* _Goal_
Could you convert the items below into a two-column CSV with the headers "prompt" and "answer", one row per item, with each item's text and its answer in their own quoted fields and line breaks turned into spaces? Leave the pictures out.

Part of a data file
- - - - -

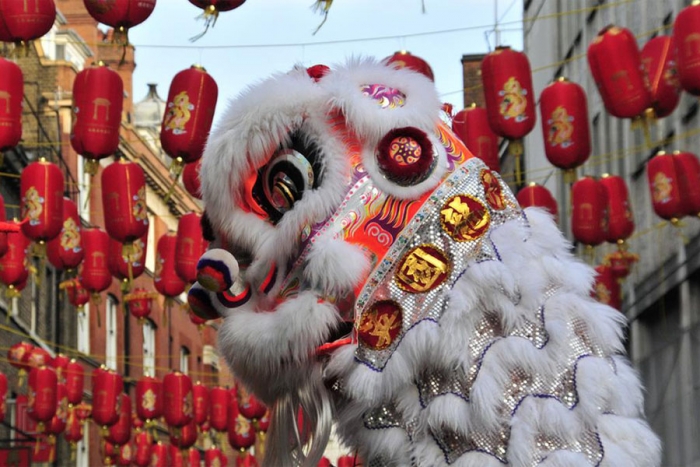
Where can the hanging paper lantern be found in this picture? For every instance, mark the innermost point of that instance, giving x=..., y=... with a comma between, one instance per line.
x=191, y=180
x=620, y=219
x=23, y=21
x=13, y=264
x=66, y=250
x=404, y=59
x=12, y=90
x=686, y=35
x=688, y=168
x=165, y=279
x=537, y=195
x=471, y=125
x=665, y=187
x=219, y=400
x=149, y=398
x=248, y=404
x=177, y=399
x=75, y=381
x=120, y=14
x=589, y=211
x=127, y=262
x=606, y=288
x=124, y=199
x=616, y=66
x=140, y=303
x=144, y=445
x=659, y=60
x=190, y=246
x=98, y=98
x=200, y=397
x=190, y=111
x=42, y=397
x=41, y=186
x=510, y=104
x=212, y=457
x=185, y=436
x=3, y=396
x=95, y=276
x=107, y=386
x=565, y=128
x=77, y=295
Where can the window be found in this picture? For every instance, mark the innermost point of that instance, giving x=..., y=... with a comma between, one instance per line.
x=184, y=360
x=111, y=312
x=149, y=348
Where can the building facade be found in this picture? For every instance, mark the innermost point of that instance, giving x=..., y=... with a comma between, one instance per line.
x=661, y=296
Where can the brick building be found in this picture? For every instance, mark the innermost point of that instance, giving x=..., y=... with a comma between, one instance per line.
x=42, y=314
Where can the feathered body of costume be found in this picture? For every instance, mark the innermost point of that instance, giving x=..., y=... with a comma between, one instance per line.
x=373, y=273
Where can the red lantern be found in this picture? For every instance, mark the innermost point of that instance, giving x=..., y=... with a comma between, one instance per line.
x=471, y=125
x=127, y=262
x=120, y=432
x=98, y=97
x=607, y=288
x=589, y=211
x=159, y=455
x=144, y=445
x=165, y=278
x=404, y=59
x=185, y=436
x=22, y=21
x=107, y=386
x=149, y=398
x=616, y=66
x=688, y=167
x=659, y=60
x=177, y=399
x=12, y=90
x=665, y=186
x=200, y=396
x=3, y=396
x=190, y=111
x=212, y=457
x=59, y=421
x=13, y=264
x=538, y=196
x=41, y=186
x=190, y=246
x=42, y=394
x=95, y=276
x=620, y=219
x=219, y=400
x=241, y=434
x=124, y=199
x=685, y=34
x=248, y=404
x=139, y=303
x=75, y=381
x=66, y=250
x=191, y=180
x=565, y=128
x=120, y=14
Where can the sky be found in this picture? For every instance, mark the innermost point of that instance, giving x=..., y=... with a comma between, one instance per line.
x=262, y=37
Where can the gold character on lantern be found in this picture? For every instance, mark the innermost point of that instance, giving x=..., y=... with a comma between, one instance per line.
x=70, y=236
x=179, y=113
x=33, y=205
x=561, y=128
x=514, y=102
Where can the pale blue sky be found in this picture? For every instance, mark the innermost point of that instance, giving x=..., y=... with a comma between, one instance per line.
x=263, y=22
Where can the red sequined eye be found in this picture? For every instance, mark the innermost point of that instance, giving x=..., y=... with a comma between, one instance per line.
x=405, y=156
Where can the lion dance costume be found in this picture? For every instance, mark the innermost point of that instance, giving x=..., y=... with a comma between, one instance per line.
x=372, y=274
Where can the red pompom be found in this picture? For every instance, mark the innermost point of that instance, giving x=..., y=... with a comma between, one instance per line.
x=405, y=156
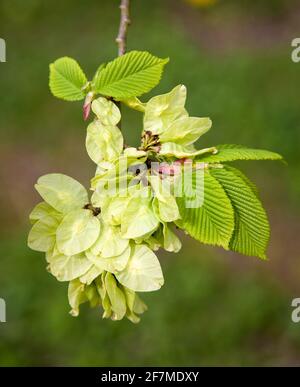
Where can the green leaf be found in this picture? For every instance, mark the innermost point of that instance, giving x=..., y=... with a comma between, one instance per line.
x=143, y=272
x=130, y=75
x=97, y=74
x=213, y=221
x=252, y=232
x=236, y=152
x=106, y=111
x=77, y=232
x=62, y=192
x=67, y=80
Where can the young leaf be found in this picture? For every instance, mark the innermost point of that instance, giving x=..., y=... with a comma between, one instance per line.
x=236, y=152
x=130, y=75
x=67, y=79
x=252, y=232
x=213, y=222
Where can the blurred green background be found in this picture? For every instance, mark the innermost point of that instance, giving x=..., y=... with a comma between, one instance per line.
x=216, y=308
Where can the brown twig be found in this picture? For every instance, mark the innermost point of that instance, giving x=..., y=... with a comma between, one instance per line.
x=124, y=23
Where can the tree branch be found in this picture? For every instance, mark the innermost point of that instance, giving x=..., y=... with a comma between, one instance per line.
x=124, y=23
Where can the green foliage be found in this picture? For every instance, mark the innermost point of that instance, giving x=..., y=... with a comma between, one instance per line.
x=131, y=75
x=213, y=221
x=104, y=246
x=251, y=234
x=67, y=80
x=237, y=152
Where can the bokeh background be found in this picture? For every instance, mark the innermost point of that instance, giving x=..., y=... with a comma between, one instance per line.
x=217, y=307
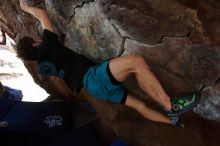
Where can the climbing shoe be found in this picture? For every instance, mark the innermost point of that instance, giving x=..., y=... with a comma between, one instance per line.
x=183, y=104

- - - - -

* _Result of the exercise_
prompt,answer
"Where can the hanging paper lantern be found in this picture? For every instance, mark the innermost point of that instance, giving x=..., y=... with a comma between, one instance per line.","x=191, y=180 x=620, y=219 x=23, y=21 x=13, y=264 x=66, y=250 x=404, y=59 x=12, y=90 x=686, y=35 x=688, y=168 x=165, y=279 x=537, y=195 x=471, y=125 x=665, y=187 x=219, y=400 x=149, y=398 x=248, y=404 x=177, y=399 x=75, y=381 x=120, y=14 x=589, y=211 x=127, y=262 x=606, y=288 x=124, y=199 x=616, y=66 x=140, y=303 x=144, y=445 x=659, y=60 x=190, y=246 x=98, y=98 x=200, y=397 x=190, y=111 x=42, y=397 x=41, y=186 x=510, y=104 x=212, y=457 x=185, y=436 x=3, y=396 x=95, y=276 x=107, y=386 x=565, y=128 x=77, y=295"
"Where can the window be found in this picture? For every instance, mark the innermost point of that instance, giving x=..., y=... with a comma between, one instance per line.","x=184, y=360 x=111, y=312 x=149, y=348"
"Where can the building facade be found in this picture? For every instance, mark the innermost point of that instance, giving x=..., y=... with a comma between, one instance per line.","x=661, y=296"
"Where can the brick building be found in this picture? For every instance, mark the innermost point of that instance, giving x=..., y=... with a comma between, one instance per line.","x=42, y=314"
"Where can the feathered body of costume be found in this picture? For every instance, mark the innermost point of that instance, giving x=..., y=... with a comma between, one instance per line.","x=373, y=273"
"Where can the red lantern be found in this picture? For every instance, mark the innermost point of that instance, giving x=..., y=... with a comma between, one instance per line.","x=471, y=125 x=127, y=262 x=120, y=432 x=98, y=97 x=607, y=288 x=589, y=211 x=159, y=455 x=144, y=445 x=165, y=278 x=404, y=59 x=185, y=436 x=22, y=21 x=107, y=386 x=149, y=398 x=616, y=66 x=688, y=167 x=659, y=60 x=177, y=399 x=12, y=90 x=665, y=186 x=200, y=396 x=3, y=396 x=190, y=111 x=212, y=457 x=59, y=421 x=13, y=264 x=538, y=196 x=41, y=186 x=190, y=246 x=42, y=394 x=95, y=276 x=620, y=219 x=219, y=400 x=241, y=434 x=124, y=199 x=685, y=34 x=248, y=404 x=139, y=303 x=75, y=381 x=66, y=250 x=191, y=180 x=565, y=128 x=120, y=14"
"Where can the sky be found in this picture? For every instance, mark the innermost point of that instance, giving x=..., y=... with a comma between, one instance per line.","x=262, y=37"
"Where can the gold character on lantern be found in this picture? For every instance, mark the innermost point of that instance, giving x=..., y=... with a comma between, one instance per line.","x=70, y=236 x=179, y=113 x=33, y=205 x=561, y=128 x=514, y=102"
"Where can the pale blue sky be found in this picture? For every instance, mark the innermost point of that instance, giving x=..., y=... with a comma between, one instance per line.","x=263, y=22"
"Where can the red sequined eye be found in this picture? For every instance, mark the innermost point of that instance, giving x=..., y=... with a comma between, one instance per line.","x=405, y=156"
"Where can the lion dance costume be found in this picture? For every instance, mark the innermost point of that instance, giving x=..., y=... with a comma between, one instance per line.","x=372, y=274"
"Where can the red pompom be found in this picture? For every instance, mark the innermost point of that instance, giving x=..., y=... with a comma between, one instance per line.","x=405, y=156"
"Where can the green leaf be found in this picture? For every instance, mark the innermost point of that instance, giving x=..., y=... with a comma between, one instance per line.","x=143, y=272 x=130, y=75 x=97, y=74 x=213, y=221 x=252, y=232 x=236, y=152 x=106, y=111 x=77, y=232 x=62, y=192 x=67, y=80"
"Where can the young leaf be found in this picture? For every instance, mark the innermost point of that instance, giving x=..., y=... with a comma between, one instance per line.","x=236, y=152 x=130, y=75 x=67, y=79 x=252, y=232 x=213, y=222"
"Where can the blurred green background be found in this picture? For every instance, mark the innermost point of that instance, giving x=..., y=... with a comma between, one instance per line.","x=216, y=308"
"Where can the brown twig be found in this picture? For every instance, mark the innermost point of that instance, giving x=..., y=... with a comma between, one instance per line.","x=124, y=23"
"Where can the tree branch be found in this picture? For every instance, mark the innermost point of that instance, giving x=..., y=... with a comma between, one instance per line.","x=124, y=23"
"Where can the green foliage be found in this picture? For every instance, mark the innermost point of that instance, giving x=..., y=... with a comma between, one instance per line.","x=131, y=75 x=213, y=221 x=104, y=246 x=251, y=234 x=67, y=80 x=237, y=152"
"Where can the bokeh background be found in this picture? For every instance, mark the innermost point of that instance, giving x=..., y=... with a comma between, one instance per line.","x=217, y=307"
"Where can the climbing shoe be found in this picture? For every instance, mark the innermost point of that instance, giving x=..., y=... with a comma between, one instance per line.","x=183, y=104"